(Location identification entries)
↓

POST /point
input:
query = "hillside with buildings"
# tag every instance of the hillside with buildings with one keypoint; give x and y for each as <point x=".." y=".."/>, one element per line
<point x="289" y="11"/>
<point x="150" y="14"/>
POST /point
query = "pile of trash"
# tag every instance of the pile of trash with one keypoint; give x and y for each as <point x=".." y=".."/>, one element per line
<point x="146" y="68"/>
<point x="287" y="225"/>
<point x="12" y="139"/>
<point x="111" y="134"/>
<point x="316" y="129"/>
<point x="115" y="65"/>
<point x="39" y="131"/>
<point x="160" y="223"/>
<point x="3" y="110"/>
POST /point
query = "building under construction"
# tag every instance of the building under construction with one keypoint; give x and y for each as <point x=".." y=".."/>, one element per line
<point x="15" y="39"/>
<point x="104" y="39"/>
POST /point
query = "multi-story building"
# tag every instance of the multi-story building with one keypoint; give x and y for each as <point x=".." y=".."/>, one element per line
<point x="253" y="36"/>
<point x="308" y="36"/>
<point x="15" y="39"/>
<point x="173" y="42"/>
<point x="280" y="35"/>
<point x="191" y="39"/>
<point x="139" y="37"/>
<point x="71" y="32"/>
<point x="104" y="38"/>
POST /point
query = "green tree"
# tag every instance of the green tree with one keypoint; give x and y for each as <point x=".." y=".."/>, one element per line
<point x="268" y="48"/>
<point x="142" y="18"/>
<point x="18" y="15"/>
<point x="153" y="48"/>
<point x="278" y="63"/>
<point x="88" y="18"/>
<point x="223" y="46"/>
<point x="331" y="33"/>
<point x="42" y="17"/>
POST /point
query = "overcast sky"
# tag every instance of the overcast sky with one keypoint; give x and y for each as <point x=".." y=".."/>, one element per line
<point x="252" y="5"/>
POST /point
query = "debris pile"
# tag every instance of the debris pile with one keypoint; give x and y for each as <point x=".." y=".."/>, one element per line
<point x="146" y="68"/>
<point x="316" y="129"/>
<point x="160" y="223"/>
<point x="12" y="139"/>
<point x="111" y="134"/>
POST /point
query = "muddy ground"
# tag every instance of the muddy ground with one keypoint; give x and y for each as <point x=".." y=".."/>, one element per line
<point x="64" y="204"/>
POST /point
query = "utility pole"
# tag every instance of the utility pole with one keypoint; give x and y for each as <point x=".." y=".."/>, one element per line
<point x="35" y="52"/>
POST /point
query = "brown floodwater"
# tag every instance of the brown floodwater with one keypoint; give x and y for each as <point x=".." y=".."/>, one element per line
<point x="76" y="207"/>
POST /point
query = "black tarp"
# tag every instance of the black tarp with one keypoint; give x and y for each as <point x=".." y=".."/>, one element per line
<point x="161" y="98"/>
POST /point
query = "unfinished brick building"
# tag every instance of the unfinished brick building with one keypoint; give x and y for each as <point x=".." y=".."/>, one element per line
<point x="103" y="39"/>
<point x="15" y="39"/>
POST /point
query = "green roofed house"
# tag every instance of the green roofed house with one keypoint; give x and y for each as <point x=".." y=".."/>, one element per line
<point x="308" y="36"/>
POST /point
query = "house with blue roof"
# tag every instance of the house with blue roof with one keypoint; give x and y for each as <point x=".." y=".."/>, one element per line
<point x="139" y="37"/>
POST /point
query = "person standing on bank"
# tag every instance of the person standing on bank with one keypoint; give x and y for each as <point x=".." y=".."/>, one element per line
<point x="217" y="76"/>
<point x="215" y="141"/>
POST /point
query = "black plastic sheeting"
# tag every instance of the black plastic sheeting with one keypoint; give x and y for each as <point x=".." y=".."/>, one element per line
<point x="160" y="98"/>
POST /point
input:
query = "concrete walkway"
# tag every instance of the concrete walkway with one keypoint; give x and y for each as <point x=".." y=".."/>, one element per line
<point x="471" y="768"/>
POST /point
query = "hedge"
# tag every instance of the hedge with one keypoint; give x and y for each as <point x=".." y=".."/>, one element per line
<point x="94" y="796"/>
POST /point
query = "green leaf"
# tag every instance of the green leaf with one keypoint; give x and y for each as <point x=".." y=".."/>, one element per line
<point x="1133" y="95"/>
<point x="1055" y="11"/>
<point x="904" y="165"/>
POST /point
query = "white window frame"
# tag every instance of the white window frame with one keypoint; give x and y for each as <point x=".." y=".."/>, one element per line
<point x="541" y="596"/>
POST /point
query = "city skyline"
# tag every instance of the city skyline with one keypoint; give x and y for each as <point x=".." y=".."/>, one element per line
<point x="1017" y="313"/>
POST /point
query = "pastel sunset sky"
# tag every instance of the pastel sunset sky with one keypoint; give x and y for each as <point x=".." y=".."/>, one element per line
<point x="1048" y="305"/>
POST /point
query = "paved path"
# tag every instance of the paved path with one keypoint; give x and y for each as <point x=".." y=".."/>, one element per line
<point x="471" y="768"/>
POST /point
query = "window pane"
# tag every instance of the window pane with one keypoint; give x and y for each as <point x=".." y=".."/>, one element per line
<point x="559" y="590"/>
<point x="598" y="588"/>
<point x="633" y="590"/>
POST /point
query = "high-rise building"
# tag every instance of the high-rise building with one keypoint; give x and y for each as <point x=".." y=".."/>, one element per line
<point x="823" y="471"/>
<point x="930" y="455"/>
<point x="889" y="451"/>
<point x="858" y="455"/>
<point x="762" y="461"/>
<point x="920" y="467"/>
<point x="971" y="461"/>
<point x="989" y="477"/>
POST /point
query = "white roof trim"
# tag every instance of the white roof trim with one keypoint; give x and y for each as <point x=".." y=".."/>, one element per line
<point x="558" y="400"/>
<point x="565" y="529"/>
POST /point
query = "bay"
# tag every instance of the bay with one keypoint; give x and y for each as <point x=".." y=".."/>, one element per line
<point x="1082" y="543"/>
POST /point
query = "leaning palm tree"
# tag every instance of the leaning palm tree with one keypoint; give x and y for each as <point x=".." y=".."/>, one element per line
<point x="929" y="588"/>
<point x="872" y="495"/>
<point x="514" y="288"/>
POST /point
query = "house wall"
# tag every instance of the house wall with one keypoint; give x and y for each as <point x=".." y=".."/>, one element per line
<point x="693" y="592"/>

↑

■ Required work
Set down the material above again, word for word.

■ Written reply
POST /point
input:
query = "hillside with buildings"
# tag every instance of the hillside with buildings with one keypoint; give x and y for each as <point x=".." y=".."/>, one element per line
<point x="289" y="11"/>
<point x="150" y="14"/>
POST /point
query = "pile of trash"
# tag every instance of the pile of trash with one keypoint; give x and y for each as <point x=".." y=".."/>, one element per line
<point x="146" y="68"/>
<point x="287" y="225"/>
<point x="12" y="139"/>
<point x="111" y="134"/>
<point x="316" y="129"/>
<point x="115" y="65"/>
<point x="39" y="131"/>
<point x="160" y="223"/>
<point x="3" y="110"/>
POST /point
query = "building under construction"
# tag every instance of the building under construction with one keypoint; give x and y for each as <point x=".." y=".."/>, one element per line
<point x="15" y="39"/>
<point x="104" y="39"/>
POST /point
query = "multi-story building"
# tag every instance of the multi-story building with one keypoint; give x and y for each as <point x=".." y=".."/>, one element per line
<point x="253" y="36"/>
<point x="308" y="36"/>
<point x="15" y="39"/>
<point x="173" y="42"/>
<point x="280" y="35"/>
<point x="191" y="39"/>
<point x="139" y="37"/>
<point x="71" y="32"/>
<point x="104" y="38"/>
POST /point
query = "green tree"
# tag every instance of the green tree with one keypoint; give x and y for each as <point x=".." y=".."/>, one element per line
<point x="268" y="48"/>
<point x="142" y="18"/>
<point x="18" y="15"/>
<point x="153" y="48"/>
<point x="278" y="63"/>
<point x="88" y="18"/>
<point x="223" y="46"/>
<point x="331" y="33"/>
<point x="42" y="17"/>
POST /point
query = "overcast sky"
# tag every instance of the overcast sky with one keypoint; give x and y for each as <point x=".." y=".."/>, one element per line
<point x="252" y="5"/>
POST /point
query = "debris pile"
# tag every instance of the debris pile with one keypoint; give x and y for each as <point x=".." y=".."/>, one element per line
<point x="146" y="68"/>
<point x="316" y="129"/>
<point x="160" y="223"/>
<point x="12" y="139"/>
<point x="111" y="134"/>
POST /point
query = "muddy ground"
# tag every instance of the muddy ground with one keypoint; give x and y for each as <point x=".." y=".."/>, one element per line
<point x="64" y="204"/>
POST /point
query = "utility pole"
# tag every instance of the utility pole with one keypoint; give x and y for each as <point x=".." y=".."/>, one element per line
<point x="35" y="52"/>
POST /point
query = "brown floodwater"
# tag every instance of the brown floodwater with one keypoint; give x and y for each as <point x=".." y=".."/>, one element per line
<point x="76" y="207"/>
POST /point
query = "black tarp"
# tag every instance of the black tarp with one keypoint; give x and y for each as <point x=".." y=".."/>, one element per line
<point x="161" y="98"/>
POST /point
query = "unfinished brick building"
# tag every instance of the unfinished brick building with one keypoint; give x and y for each as <point x=".." y=".."/>, one element per line
<point x="103" y="39"/>
<point x="15" y="39"/>
POST /point
query = "green roofed house"
# tag every instance of the green roofed house with one keypoint; give x and y for each as <point x=".." y=".."/>, one element per line
<point x="308" y="36"/>
POST /point
query = "house with blue roof"
# tag every instance of the house with blue roof with one keypoint; give x and y for each as <point x=".." y=".."/>, one element per line
<point x="139" y="37"/>
POST /point
query = "person standing on bank"
# tag every instance of the person standing on bank with one keypoint; give x and y for each as <point x=".." y=".."/>, one element per line
<point x="217" y="76"/>
<point x="215" y="141"/>
POST /point
query = "black plastic sheeting"
# tag every instance of the black plastic sheeting with one keypoint; give x and y for each as <point x=".." y=".."/>, one element per line
<point x="160" y="98"/>
POST /point
input:
query = "concrete walkway"
# tag every instance of the concrete walkway with one keypoint; give x and y for each as <point x=".." y=".."/>, one element per line
<point x="471" y="768"/>
POST /point
query = "hedge"
# tag every instance of the hedge with one keypoint; give x and y for each as <point x=".." y=".."/>, one element per line
<point x="94" y="796"/>
POST /point
query = "green leaf"
# tag every instance of the green leaf with one keypoint; give x and y for each as <point x=".." y=".."/>, one element per line
<point x="1133" y="95"/>
<point x="1055" y="11"/>
<point x="904" y="165"/>
POST /point
query = "white window frame"
# tag every instance of the white window frame with one keypoint; give x and y for each as <point x=".." y=".."/>, one element per line
<point x="541" y="596"/>
POST /point
query = "city skyline"
# tag every instance of the city skyline with one keypoint; give x and y for each as <point x=".." y=".."/>, one element per line
<point x="1017" y="313"/>
POST /point
query = "pastel sunset sky"
# tag every instance of the pastel sunset sky with one keypoint; give x and y for each as <point x=".." y=".."/>, one element per line
<point x="1048" y="305"/>
POST /point
query = "paved path"
# tag every instance of the paved path with one keypoint; give x and y for each as <point x=".." y=".."/>, one element per line
<point x="471" y="768"/>
POST /point
query = "window pane"
# tag every instance of the window pane with one keypoint; give x and y for each as <point x=".." y=".."/>, one element per line
<point x="559" y="590"/>
<point x="598" y="588"/>
<point x="633" y="590"/>
POST /point
query = "high-rise building"
# tag every instance of the high-rise building with one keypoint; give x and y for each as <point x=".." y=".."/>, one element per line
<point x="823" y="471"/>
<point x="930" y="455"/>
<point x="889" y="451"/>
<point x="858" y="455"/>
<point x="762" y="461"/>
<point x="920" y="467"/>
<point x="971" y="461"/>
<point x="989" y="477"/>
POST /point
query = "white roof trim"
# tag every instance of the white roof trim with one keypoint; give x and y for each as <point x=".." y=".."/>, one element per line
<point x="558" y="400"/>
<point x="565" y="529"/>
POST /point
query = "bay"
# tag every instance of the bay with one keypoint; give x and y for each as <point x=".." y=".."/>, one element per line
<point x="1082" y="543"/>
POST /point
query = "leaning palm tree"
# tag every instance of the leaning palm tree with one keypoint; give x and y for each as <point x=".." y=".."/>, one element per line
<point x="929" y="588"/>
<point x="872" y="495"/>
<point x="514" y="288"/>
POST /point
query = "house wall"
# tag every instance of the house wall with one keypoint; give x and y for each as <point x=".." y=".."/>, one element per line
<point x="693" y="592"/>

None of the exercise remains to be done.